▸ Directions: Render every line of the entries below as a JSON list of strings, one string per line, and leave out any blank lines.

▸ Rows:
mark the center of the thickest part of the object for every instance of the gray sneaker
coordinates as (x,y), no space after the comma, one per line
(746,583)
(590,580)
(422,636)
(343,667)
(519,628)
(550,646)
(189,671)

▸ Output for this exercise:
[
  "mark the center of the thickest part of the object for every instance of the gray sneaker",
  "coordinates as (x,y), no space after the comma, one per line",
  "(746,583)",
  "(590,580)",
  "(422,636)",
  "(343,667)",
  "(519,628)",
  "(550,646)",
  "(189,671)"
]